>> begin Selected text

# More sewing things I've been up to..



## pinksalamander (Jul 2, 2009)

Got some decent photos today of my last few 'creations' if anyone is interested...







(This one is a fancy dress lion costume!)


----------



## NorthernAutumn (Jul 2, 2009)

light blue one has a really nice cut; very flattering!


----------



## pinksalamander (Jul 2, 2009)

NorthernAutumn wrote:


> light blue one has a really nice cut; very flattering!



Thanks! I love the pattern, I've literally almost finished a second one in a different fabric, just gotta finish the armholes off and I'll be done. I may even make another one because they are really easy and very comfy.


----------



## hartleybun (Jul 2, 2009)

they're all lovely but the floral one really caught my eye. im not a fan of florals personally but that really works! flattering and eye catching. well done


----------



## pinksalamander (Jul 2, 2009)

Just finished:


----------



## mouse_chalk (Jul 2, 2009)

OMG I LOVE that black floral dress! And the first one too... You're great at sewing!

I really really wish I could make stuff like that.... I always have in my mind the sort of dress I want but can never find it in the shops.... No fair!


----------



## pinksalamander (Jul 2, 2009)

mouse_chalk wrote:


> OMG I LOVE that black floral dress! And the first one too... You're great at sewing!

>> end Selected text

▶ **Problem set**:
1 - From the sewing forum thread, copy the passage word for word, starting at the words "## mouse_chalk (Jul" and ending after "shops.... No fair!".
2 - In the sewing forum thread, what does pinksalamander still have to do to finish the second dress in a different fabric?

>> begin Data shown

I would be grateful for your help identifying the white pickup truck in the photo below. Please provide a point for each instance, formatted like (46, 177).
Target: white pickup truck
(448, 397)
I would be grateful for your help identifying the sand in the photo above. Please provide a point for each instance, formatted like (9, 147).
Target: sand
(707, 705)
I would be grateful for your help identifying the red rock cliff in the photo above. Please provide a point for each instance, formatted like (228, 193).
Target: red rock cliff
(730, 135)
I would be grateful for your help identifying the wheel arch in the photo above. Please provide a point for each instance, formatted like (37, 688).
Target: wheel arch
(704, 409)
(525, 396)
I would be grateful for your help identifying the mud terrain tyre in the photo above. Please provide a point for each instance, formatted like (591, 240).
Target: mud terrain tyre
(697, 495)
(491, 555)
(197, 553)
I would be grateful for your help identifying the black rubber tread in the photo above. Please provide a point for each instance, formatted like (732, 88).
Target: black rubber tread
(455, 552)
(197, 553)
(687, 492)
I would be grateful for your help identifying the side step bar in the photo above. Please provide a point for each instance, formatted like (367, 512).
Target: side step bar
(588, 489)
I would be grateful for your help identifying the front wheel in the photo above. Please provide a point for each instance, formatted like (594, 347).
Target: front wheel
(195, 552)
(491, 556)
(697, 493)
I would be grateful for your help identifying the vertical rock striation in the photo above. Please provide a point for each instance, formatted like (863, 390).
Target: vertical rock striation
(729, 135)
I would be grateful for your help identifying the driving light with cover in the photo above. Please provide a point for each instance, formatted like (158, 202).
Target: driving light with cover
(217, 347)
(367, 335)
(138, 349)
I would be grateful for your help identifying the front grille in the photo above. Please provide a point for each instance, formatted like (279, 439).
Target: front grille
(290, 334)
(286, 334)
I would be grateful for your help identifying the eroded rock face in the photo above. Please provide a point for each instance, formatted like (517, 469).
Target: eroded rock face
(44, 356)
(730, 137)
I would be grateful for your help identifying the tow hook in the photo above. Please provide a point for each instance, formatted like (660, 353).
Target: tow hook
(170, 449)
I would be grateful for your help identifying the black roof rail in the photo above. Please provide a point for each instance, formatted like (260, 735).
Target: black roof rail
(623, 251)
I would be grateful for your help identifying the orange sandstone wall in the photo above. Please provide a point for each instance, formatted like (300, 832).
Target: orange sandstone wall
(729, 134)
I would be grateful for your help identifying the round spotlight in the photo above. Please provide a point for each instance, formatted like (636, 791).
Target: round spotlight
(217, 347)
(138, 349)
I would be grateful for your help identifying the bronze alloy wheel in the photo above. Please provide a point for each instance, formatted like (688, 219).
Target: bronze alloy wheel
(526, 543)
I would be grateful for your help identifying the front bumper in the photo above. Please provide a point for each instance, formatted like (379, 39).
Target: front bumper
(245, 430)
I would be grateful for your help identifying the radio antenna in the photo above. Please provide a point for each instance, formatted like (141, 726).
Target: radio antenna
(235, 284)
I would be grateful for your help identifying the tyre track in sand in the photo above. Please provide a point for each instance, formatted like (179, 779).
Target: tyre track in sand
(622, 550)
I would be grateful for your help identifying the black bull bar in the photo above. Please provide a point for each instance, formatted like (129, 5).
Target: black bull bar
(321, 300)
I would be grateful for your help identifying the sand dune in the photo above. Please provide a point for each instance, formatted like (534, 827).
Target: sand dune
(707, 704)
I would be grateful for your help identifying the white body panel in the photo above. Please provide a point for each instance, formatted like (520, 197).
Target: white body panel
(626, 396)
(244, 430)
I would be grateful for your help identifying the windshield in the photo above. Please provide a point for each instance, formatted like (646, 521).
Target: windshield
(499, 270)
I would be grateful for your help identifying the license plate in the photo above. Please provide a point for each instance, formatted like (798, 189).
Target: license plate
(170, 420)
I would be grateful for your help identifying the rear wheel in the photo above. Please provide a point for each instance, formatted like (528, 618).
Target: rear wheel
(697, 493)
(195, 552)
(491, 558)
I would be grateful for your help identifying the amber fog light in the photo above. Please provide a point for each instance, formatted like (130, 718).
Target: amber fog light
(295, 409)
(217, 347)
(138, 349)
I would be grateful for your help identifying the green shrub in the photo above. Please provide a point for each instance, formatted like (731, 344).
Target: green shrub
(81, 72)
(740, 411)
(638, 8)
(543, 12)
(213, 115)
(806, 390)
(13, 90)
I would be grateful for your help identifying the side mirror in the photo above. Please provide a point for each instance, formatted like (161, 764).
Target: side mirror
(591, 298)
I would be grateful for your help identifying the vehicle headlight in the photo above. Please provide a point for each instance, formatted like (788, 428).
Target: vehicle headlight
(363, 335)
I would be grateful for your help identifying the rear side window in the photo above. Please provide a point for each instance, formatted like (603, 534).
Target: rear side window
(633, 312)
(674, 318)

>> end Data shown

▶ **Solution list**:
1 -
## mouse_chalk (Jul 2, 2009)

OMG I LOVE that black floral dress! And the first one too... You're great at sewing!

I really really wish I could make stuff like that.... I always have in my mind the sort of dress I want but can never find it in the shops.... No fair!

2 - Finish the armholes off.